# [Given text]
How not to tile a shower...

If anyone's looking for a good tile forum, try John Bridge

There's a ton of great threads over there. 

There's likely more ways to lay tile than any other building material.  But you never, ever lay it straight onto wood without at least some sort of stabilizing and waterproofing material.  Wood moves too much and tile does not, so just a moisture barrier like RedGuard is NOT enough.  Likewise, tile and mortar are not 100% waterproof.  They're pretty good at resisting water going through them, but they're porous enough, and there's enough potential for cracks in grout, so make for some really ugly problems if you don't properly manage moisture.
 
wkearney99 said:
If anyone's looking for a good tile forum, try John Bridge

There's a ton of great threads over there.

Position identification records:
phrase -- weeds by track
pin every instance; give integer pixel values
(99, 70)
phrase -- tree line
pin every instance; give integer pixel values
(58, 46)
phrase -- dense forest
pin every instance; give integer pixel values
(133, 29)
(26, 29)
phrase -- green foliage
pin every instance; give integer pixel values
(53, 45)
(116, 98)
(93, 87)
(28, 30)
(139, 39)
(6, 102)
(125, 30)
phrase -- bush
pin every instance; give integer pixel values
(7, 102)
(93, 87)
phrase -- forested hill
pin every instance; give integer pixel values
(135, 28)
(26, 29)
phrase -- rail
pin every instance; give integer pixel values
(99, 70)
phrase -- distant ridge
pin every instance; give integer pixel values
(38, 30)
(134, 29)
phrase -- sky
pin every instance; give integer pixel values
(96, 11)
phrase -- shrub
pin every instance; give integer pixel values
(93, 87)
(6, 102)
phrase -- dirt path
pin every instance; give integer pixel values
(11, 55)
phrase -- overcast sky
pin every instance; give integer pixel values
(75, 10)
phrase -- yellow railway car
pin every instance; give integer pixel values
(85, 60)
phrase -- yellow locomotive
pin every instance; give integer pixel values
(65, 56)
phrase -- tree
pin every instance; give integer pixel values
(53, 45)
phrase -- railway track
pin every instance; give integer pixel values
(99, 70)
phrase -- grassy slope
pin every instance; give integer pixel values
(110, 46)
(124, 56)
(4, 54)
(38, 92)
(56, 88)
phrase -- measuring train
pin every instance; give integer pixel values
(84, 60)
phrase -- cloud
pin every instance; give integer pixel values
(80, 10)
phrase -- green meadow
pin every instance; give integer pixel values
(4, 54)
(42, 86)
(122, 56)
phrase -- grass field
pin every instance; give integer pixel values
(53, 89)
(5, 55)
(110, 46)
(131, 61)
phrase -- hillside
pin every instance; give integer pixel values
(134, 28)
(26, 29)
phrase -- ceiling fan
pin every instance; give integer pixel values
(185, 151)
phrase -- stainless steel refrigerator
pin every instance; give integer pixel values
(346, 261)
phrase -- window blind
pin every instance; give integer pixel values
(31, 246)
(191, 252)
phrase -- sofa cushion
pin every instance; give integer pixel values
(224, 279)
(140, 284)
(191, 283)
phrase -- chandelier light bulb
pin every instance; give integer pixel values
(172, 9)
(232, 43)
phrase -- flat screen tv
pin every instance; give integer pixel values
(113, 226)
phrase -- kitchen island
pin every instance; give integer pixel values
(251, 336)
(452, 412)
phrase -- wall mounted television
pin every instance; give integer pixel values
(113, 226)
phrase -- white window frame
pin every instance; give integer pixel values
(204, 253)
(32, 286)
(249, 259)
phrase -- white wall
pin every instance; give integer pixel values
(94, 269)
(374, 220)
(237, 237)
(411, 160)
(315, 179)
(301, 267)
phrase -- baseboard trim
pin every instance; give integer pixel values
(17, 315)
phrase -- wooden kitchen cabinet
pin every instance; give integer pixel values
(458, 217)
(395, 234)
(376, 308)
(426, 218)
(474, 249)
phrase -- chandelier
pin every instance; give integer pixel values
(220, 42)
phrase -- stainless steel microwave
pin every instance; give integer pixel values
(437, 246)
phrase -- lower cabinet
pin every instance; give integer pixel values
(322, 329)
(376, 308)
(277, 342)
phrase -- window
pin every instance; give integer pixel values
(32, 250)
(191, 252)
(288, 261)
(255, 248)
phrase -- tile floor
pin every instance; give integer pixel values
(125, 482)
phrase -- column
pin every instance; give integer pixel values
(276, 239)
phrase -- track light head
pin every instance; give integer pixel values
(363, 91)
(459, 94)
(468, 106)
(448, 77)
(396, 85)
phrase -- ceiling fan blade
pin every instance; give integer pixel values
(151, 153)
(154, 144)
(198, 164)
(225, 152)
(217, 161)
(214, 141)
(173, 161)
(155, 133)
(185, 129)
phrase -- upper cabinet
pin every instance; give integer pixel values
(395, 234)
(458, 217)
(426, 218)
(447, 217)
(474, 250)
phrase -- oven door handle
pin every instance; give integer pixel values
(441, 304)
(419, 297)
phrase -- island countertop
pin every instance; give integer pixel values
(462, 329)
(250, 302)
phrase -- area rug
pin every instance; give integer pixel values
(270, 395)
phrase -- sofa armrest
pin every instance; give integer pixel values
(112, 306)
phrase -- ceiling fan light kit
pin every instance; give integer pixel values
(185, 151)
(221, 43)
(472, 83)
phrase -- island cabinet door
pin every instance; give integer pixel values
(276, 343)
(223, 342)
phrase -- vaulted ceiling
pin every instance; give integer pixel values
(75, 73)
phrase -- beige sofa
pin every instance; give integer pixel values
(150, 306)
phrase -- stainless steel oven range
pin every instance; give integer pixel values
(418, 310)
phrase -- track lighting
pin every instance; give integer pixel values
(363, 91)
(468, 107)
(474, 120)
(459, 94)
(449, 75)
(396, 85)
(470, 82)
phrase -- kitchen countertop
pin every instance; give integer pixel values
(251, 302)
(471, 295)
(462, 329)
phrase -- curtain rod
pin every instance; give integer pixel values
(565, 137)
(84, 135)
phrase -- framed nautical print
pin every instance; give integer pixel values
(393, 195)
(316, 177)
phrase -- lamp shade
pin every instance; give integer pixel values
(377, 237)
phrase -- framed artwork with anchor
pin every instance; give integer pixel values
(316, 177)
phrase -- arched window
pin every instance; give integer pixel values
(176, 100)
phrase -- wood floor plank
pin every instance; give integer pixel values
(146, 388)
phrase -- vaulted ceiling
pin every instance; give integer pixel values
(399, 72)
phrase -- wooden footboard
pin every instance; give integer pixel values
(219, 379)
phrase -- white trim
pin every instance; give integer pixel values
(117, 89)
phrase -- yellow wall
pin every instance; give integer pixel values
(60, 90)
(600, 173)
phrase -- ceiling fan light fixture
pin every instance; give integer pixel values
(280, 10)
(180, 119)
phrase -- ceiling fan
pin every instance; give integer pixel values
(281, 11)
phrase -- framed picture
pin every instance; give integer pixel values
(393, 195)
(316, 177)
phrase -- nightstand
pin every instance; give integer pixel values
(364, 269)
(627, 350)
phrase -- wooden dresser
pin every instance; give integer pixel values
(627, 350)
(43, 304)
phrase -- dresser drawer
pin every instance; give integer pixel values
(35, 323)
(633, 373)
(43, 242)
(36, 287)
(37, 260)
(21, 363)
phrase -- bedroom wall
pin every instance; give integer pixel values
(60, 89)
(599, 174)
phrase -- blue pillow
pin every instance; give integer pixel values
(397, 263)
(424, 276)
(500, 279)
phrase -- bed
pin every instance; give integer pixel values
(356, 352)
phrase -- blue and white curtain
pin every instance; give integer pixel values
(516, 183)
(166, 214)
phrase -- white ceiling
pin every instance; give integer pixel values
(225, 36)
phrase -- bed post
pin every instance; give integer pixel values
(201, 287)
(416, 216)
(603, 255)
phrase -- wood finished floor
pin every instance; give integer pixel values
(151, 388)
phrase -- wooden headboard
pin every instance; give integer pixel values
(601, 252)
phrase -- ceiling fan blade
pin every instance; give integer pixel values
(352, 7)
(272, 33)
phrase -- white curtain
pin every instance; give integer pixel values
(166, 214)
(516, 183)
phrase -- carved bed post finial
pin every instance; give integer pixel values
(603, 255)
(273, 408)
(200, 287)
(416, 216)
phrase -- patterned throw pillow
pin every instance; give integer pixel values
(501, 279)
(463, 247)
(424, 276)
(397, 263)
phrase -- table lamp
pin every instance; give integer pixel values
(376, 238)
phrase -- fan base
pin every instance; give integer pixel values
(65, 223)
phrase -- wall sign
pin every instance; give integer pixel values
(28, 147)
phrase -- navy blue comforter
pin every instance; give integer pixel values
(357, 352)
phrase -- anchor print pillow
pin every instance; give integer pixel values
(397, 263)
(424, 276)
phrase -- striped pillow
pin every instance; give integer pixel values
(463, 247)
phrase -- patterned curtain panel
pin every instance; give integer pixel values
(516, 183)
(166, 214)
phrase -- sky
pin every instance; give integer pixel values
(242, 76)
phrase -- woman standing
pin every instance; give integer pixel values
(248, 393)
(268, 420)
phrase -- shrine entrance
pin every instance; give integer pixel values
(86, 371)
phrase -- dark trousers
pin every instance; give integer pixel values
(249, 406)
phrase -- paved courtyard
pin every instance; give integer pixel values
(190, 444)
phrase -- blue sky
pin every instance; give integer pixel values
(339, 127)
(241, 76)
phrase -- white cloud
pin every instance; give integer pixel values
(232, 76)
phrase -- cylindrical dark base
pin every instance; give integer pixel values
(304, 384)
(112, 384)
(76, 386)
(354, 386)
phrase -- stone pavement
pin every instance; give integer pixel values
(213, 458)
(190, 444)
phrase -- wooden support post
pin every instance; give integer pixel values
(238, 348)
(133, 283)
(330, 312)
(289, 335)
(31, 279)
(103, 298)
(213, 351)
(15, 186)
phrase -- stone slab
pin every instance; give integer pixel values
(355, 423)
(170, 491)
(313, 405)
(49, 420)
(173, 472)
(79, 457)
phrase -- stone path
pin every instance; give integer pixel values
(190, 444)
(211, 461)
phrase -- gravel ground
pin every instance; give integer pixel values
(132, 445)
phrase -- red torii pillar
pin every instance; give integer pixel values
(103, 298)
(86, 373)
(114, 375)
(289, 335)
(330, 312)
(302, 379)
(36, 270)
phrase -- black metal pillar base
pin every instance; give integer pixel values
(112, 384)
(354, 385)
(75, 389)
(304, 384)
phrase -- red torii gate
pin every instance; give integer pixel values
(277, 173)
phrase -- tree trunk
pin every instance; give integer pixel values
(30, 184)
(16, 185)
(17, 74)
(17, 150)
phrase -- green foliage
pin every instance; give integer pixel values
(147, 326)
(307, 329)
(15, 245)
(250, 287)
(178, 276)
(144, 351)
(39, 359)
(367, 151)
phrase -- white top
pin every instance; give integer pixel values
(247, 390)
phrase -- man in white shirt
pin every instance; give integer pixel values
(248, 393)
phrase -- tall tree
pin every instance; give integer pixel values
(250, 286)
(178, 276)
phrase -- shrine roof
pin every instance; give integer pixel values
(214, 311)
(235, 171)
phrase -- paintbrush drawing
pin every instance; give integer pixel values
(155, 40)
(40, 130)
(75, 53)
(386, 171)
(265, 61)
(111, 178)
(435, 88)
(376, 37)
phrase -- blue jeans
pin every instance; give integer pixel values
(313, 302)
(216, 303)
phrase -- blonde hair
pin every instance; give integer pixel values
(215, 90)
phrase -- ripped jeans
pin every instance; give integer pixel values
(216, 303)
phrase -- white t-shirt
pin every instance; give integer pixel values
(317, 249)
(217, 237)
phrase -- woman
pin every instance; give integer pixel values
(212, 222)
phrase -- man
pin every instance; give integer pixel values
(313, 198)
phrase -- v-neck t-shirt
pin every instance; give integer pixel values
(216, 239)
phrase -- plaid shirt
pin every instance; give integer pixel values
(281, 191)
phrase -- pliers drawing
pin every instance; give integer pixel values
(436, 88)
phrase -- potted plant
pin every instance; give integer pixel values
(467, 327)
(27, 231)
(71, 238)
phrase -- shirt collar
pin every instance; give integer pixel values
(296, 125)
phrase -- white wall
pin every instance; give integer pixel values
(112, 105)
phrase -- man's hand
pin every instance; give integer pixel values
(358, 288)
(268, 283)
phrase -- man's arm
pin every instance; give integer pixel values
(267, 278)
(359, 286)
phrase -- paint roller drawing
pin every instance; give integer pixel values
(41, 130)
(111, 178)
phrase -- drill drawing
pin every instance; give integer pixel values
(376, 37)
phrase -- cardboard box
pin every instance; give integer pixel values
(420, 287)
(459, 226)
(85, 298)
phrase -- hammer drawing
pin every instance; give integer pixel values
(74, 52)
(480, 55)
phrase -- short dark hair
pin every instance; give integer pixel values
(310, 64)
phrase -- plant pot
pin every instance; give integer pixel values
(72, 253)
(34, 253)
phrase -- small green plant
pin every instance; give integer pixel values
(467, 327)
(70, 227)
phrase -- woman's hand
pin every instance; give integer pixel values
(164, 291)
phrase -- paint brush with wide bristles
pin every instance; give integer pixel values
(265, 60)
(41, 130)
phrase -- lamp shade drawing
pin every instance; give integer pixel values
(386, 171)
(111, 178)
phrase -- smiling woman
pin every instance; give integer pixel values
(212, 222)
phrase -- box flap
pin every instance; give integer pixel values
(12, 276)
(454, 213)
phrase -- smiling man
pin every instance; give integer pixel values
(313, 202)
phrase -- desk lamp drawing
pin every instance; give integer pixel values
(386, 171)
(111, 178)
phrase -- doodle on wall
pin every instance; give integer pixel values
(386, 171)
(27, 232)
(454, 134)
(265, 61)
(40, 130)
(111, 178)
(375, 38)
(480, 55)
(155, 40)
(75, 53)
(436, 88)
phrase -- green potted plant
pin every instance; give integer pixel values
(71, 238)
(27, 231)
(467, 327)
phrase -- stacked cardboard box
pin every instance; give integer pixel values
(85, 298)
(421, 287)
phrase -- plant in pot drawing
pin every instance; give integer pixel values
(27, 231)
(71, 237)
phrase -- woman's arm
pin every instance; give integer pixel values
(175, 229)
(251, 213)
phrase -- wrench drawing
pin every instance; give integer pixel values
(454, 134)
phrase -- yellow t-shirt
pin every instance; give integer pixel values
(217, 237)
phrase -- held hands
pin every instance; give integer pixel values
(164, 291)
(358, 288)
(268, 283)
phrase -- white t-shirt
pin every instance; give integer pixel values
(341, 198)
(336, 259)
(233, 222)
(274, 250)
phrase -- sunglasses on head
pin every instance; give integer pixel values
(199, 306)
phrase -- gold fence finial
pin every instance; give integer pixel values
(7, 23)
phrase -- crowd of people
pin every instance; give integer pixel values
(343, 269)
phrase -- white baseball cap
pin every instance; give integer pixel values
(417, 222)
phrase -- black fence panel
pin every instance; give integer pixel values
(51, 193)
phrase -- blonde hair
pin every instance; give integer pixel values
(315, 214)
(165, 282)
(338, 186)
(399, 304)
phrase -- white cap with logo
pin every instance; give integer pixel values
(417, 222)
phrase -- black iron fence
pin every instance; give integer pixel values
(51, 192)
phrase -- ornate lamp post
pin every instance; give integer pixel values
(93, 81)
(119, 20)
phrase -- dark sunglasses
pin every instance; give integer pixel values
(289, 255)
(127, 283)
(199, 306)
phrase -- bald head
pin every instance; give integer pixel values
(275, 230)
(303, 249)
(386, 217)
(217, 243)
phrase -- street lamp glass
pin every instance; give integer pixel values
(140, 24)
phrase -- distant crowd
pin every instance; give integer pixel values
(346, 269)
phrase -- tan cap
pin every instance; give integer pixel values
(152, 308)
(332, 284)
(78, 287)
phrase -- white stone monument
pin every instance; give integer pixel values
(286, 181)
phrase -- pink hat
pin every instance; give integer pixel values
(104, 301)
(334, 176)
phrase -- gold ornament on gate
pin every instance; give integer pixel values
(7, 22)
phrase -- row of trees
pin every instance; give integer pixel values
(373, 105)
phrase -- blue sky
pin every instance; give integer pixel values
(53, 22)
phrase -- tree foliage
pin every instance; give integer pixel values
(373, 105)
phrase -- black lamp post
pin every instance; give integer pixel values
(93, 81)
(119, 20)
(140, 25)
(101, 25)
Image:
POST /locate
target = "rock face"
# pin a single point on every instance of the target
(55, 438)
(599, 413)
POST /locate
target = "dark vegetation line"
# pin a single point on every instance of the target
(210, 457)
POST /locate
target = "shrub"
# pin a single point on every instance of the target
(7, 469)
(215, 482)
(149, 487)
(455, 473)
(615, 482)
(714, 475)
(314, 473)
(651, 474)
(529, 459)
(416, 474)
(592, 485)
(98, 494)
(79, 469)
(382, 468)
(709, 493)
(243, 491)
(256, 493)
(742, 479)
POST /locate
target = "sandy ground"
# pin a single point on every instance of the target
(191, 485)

# [What is being asked]
Reproduce the tiling post starting at "How not to tile" and ending at "properly manage moisture.", swapping "moisture barrier" for "vapor barrier".

# [The result]
How not to tile a shower...

If anyone's looking for a good tile forum, try John Bridge

There's a ton of great threads over there. 

There's likely more ways to lay tile than any other building material.  But you never, ever lay it straight onto wood without at least some sort of stabilizing and waterproofing material.  Wood moves too much and tile does not, so just a vapor barrier like RedGuard is NOT enough.  Likewise, tile and mortar are not 100% waterproof.  They're pretty good at resisting water going through them, but they're porous enough, and there's enough potential for cracks in grout, so make for some really ugly problems if you don't properly manage moisture.